- WHAT YOU HAVE TO DO
Among the entries below, find each line with "brown" and show it.
··· SUPPLIED DATA ···
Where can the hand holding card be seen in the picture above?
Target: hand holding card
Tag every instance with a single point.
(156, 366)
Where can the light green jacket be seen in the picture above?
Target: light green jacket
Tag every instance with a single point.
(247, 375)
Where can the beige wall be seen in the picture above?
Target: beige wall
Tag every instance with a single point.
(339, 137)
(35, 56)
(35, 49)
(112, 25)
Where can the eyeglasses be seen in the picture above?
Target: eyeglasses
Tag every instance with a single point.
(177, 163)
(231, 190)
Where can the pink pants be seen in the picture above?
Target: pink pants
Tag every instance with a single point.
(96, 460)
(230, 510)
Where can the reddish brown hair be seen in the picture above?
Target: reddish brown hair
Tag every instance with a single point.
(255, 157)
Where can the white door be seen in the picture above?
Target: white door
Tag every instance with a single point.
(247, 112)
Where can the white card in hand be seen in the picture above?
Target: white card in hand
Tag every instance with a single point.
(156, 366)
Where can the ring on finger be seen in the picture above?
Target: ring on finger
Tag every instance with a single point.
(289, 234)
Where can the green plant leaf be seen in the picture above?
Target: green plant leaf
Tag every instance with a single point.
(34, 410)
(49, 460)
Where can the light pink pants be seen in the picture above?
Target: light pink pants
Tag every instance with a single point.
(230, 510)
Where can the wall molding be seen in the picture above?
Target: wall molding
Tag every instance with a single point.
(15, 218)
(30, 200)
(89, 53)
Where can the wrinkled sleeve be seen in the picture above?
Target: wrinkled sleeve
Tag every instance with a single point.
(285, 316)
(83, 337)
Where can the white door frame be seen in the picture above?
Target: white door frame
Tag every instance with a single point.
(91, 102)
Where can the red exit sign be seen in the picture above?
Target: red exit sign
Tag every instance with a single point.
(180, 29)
···
··· SUPPLIED DATA ···
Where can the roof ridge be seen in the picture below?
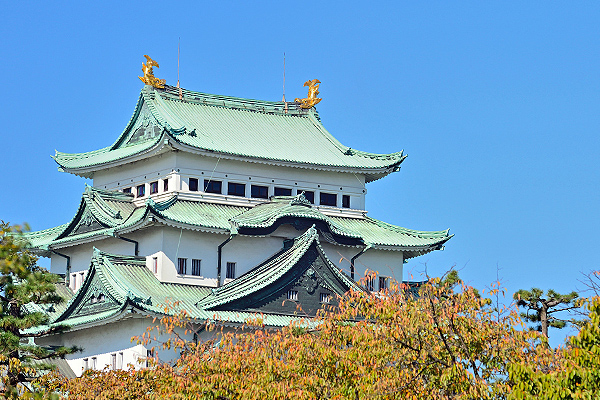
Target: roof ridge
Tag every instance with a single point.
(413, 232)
···
- TASK ANSWER
Where can the reddish brown hair be seen in the picture above?
Target: reddish brown hair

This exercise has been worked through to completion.